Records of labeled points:
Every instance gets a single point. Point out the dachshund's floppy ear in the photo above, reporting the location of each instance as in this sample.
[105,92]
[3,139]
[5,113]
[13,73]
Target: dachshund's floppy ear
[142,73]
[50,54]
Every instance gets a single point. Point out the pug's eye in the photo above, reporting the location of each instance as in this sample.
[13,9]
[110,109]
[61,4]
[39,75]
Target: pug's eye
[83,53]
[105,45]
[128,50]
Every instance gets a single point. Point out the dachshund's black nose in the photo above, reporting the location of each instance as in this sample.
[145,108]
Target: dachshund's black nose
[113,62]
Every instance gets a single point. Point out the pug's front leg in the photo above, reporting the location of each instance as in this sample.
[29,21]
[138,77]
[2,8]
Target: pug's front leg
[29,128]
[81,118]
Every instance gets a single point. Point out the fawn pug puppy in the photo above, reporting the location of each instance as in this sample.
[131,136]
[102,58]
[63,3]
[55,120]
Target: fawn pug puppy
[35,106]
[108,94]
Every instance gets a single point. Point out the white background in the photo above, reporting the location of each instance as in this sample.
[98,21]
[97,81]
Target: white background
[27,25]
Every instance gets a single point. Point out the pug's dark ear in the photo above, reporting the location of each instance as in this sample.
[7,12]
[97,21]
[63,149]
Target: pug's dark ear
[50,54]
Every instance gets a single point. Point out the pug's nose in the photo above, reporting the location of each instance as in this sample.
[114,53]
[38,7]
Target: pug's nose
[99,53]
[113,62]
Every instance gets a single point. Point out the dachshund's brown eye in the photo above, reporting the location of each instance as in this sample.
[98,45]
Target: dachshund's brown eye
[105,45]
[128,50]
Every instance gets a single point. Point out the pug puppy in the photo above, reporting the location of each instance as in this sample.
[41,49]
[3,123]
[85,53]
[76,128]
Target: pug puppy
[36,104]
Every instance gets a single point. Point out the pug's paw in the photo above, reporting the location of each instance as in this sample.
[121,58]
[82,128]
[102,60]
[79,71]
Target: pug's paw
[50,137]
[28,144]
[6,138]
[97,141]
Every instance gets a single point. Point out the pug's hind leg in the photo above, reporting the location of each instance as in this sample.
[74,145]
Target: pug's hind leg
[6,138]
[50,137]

#### Given task:
Write out the complete set of records exactly as given.

#### Final result:
Every instance gets a single point. Point out the dachshund's floppy ear in the photo above, reporting the location of each instance as in this sample.
[105,92]
[3,139]
[5,113]
[13,73]
Target: dachshund's floppy ear
[142,73]
[50,54]
Every instance gets a single point. Point out the pug's eye in the photo above, reporting the location of each instance as in this sample.
[13,9]
[110,109]
[61,4]
[39,75]
Target: pug's eye
[83,53]
[105,45]
[128,50]
Every instance gets a single point. Point out the dachshund's black nose in the photo above, reporting the location of each instance as in this sample.
[145,108]
Target: dachshund's black nose
[113,62]
Every instance gets a single point. Point out the pug's front leg in the photo above, reporting the location of each instance as in this sample.
[29,21]
[138,77]
[2,8]
Target: pug's front leg
[29,128]
[81,118]
Every instance gets a single point. Point out the fawn pug puppy in the photo above, reporting the location of each instance as in this sample.
[131,136]
[102,58]
[63,3]
[55,120]
Target: fawn pug puppy
[35,106]
[108,94]
Every instance gets a single point. Point out the white background in the photo above, reporting the location of each instance as in this sample.
[98,21]
[97,81]
Target: white background
[27,25]
Every instance gets a single point. Point out the pug's dark ear in the photo above, reporting the location of each instance as in this sample.
[7,12]
[97,21]
[63,149]
Target: pug's dark ear
[50,54]
Every instance gets a single point. Point out the pug's nose in the photo above, reporting the location of each instance as in this sample.
[114,53]
[38,7]
Target: pug's nose
[99,53]
[113,62]
Every instance gets a single point. Point out the dachshund's brown eye in the photo above, reporting the location of each instance as in this sample.
[98,45]
Target: dachshund's brown eye
[105,45]
[128,50]
Every instance gets a single point. Point out the pug puppy in the photo above, reporting the location of each instance as in this sample.
[41,49]
[3,123]
[85,53]
[76,128]
Target: pug puppy
[36,104]
Every instance gets a single point. Point out the pug's paw in the photo above, reporting the location of each instance as in this sample.
[121,58]
[82,128]
[102,60]
[79,71]
Target: pug's paw
[50,137]
[28,144]
[6,138]
[97,141]
Every instance gets a single point. Point out the pug's hind leg in the photo above, reporting the location of each instance as in this sample.
[74,145]
Target: pug's hind leg
[6,138]
[50,137]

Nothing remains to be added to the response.